PROBLEM
Reproduce the lesson on vanishing and exploding gradients below in full, without changing a word.

SELECTED EXCERPT

Last modified: Jan 31 2026 at 10:09 PM 6 mins read

Vanishing / Exploding Gradients

Table of contents

  1. Introduction
  2. The Problem Setup
  3. Mathematical Derivation
  4. Case 1: Exploding Gradients
  5. Case 2: Vanishing Gradients
  6. General Intuition
  7. Real-World Context
  8. Impact on Training
  9. Visualization: The Critical Region
  10. Why This Matters
  11. The Solution Preview
  12. Key Takeaways

Introduction

One of the most challenging problems when training very deep neural networks is the phenomenon of vanishing and exploding gradients. During training, your derivatives (gradients) can become either:

  • Exponentially large (exploding) → Training becomes unstable
  • Exponentially small (vanishing) → Learning becomes impossibly slow

This lesson explores why this happens and introduces how careful weight initialization can significantly reduce this problem.

The Problem Setup

Consider a very deep neural network with $L$ layers:

Deep neural network diagram showing vanishing and exploding gradients with L=150 layers. The network has two input nodes x1 and x2 on the left, connected through multiple hidden layers represented by circles (some filled black, some white), leading to output y-hat on the right. Red circled numbers 3 appear at early layers and late layers, indicating where gradient problems occur. Blue annotations mark layer groups as l=1, l=2, l=3 at the start and l=L-1 at the end. The diagram illustrates how gradients can vanish or explode as they propagate through the 150 layers of the network.

DATA SUPPLIED
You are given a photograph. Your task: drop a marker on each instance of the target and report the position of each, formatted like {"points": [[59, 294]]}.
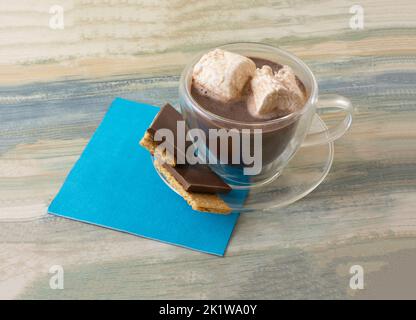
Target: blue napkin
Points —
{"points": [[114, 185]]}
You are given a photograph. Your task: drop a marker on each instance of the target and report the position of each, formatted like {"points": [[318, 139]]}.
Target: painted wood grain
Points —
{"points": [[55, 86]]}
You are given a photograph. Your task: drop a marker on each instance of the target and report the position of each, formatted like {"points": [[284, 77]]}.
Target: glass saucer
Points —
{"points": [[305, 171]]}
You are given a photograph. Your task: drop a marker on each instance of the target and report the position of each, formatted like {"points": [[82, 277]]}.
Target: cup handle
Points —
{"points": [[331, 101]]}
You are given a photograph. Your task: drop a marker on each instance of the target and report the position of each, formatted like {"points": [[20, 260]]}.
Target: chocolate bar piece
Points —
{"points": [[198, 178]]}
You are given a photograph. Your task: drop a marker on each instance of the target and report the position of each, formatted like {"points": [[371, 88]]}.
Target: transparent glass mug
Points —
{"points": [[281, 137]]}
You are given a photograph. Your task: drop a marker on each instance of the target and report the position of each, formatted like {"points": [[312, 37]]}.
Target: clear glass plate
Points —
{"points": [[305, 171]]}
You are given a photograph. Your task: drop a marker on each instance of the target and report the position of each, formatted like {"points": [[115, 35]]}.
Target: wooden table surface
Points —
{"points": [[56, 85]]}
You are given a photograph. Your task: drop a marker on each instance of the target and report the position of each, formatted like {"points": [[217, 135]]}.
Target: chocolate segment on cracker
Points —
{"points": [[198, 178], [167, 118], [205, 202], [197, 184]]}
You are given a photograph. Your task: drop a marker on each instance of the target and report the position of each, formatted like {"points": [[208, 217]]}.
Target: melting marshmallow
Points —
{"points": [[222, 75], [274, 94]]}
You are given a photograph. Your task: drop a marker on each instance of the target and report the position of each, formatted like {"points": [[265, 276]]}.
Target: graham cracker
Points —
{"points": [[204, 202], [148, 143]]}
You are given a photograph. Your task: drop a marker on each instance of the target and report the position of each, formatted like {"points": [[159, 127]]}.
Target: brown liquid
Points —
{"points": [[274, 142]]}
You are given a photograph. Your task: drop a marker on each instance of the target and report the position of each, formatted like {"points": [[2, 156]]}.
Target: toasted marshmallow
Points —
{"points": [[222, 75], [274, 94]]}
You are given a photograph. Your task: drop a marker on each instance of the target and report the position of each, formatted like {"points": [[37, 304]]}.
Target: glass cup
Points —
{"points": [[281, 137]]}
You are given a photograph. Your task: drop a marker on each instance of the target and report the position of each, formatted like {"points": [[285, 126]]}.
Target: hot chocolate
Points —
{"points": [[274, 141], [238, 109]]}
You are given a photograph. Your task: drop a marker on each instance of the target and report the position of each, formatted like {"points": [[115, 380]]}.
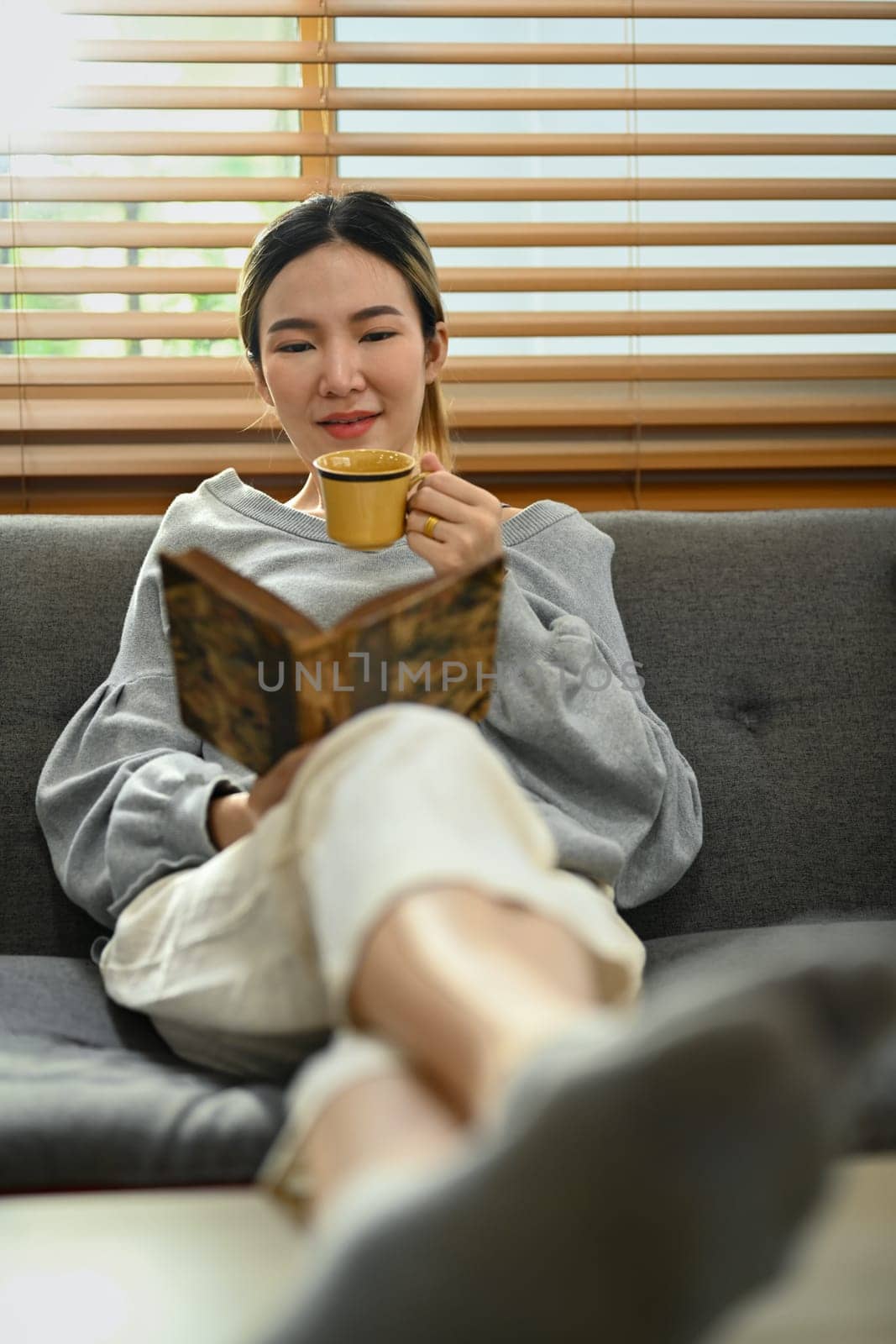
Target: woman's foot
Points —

SOLUTION TO THIS TASK
Last modified: Jan 31 2026 at 10:09 PM 6 mins read

Vanishing / Exploding Gradients

Table of contents

  1. Introduction
  2. The Problem Setup
  3. Mathematical Derivation
  4. Case 1: Exploding Gradients
  5. Case 2: Vanishing Gradients
  6. General Intuition
  7. Real-World Context
  8. Impact on Training
  9. Visualization: The Critical Region
  10. Why This Matters
  11. The Solution Preview
  12. Key Takeaways

Introduction

One of the most challenging problems when training very deep neural networks is the phenomenon of vanishing and exploding gradients. During training, your derivatives (gradients) can become either:

  • Exponentially large (exploding) → Training becomes unstable
  • Exponentially small (vanishing) → Learning becomes impossibly slow

This lesson explores why this happens and introduces how careful weight initialization can significantly reduce this problem.

The Problem Setup

Consider a very deep neural network with $L$ layers:

Deep neural network diagram showing vanishing and exploding gradients with L=150 layers. The network has two input nodes x1 and x2 on the left, connected through multiple hidden layers represented by circles (some filled black, some white), leading to output y-hat on the right. Red circled numbers 3 appear at early layers and late layers, indicating where gradient problems occur. Blue annotations mark layer groups as l=1, l=2, l=3 at the start and l=L-1 at the end. The diagram illustrates how gradients can vanish or explode as they propagate through the 150 layers of the network.